Make an exact copy of the entries, and keep any pictures out of it.
==== Entries shown ====
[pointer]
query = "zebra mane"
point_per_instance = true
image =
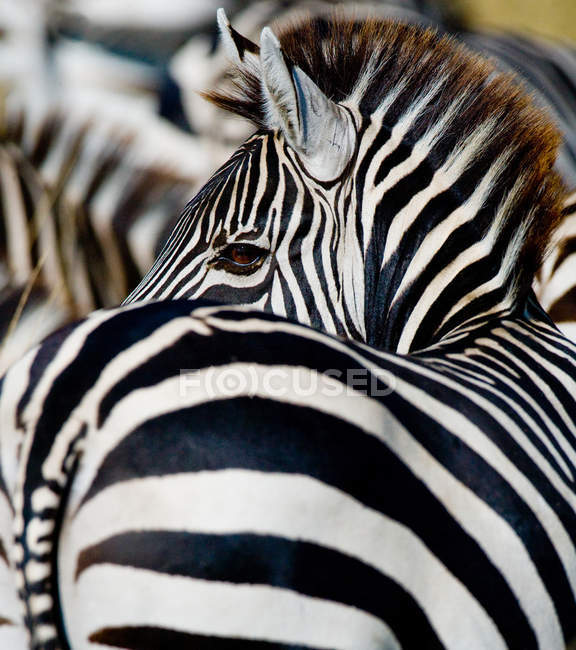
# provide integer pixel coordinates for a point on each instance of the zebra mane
(386, 67)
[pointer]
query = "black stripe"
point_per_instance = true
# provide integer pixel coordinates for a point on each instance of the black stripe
(271, 437)
(156, 638)
(299, 566)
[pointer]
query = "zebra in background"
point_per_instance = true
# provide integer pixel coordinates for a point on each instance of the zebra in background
(83, 215)
(556, 281)
(431, 504)
(112, 272)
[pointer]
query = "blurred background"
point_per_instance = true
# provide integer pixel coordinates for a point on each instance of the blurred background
(552, 18)
(104, 137)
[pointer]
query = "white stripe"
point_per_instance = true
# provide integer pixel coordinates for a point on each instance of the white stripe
(294, 507)
(116, 596)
====
(Solution to this exercise):
[pointer]
query = "zebra mane"
point_per_instance = true
image =
# provide integer pixel coordinates for a point on each instance of the zebra mane
(386, 67)
[pointer]
query = "black stripe"
point_per_instance = true
# provide integer pixel coordinates for a point on each instance of the black stripe
(271, 437)
(156, 638)
(299, 566)
[pointer]
query = "zebra in background"
point_per_instance = true
# provide integer pixel coordinates for a point on each instance of the zebra in background
(83, 215)
(556, 281)
(431, 504)
(112, 272)
[pointer]
query = "blurred background"
point_per_instance = true
# provide integer pixel coordinates for a point on each instance of the blurred background
(552, 18)
(104, 137)
[pointer]
query = "white stripe"
point_per_instance = true
# provide integer pixel coordinates for a point on each instance of the white stripe
(294, 507)
(116, 596)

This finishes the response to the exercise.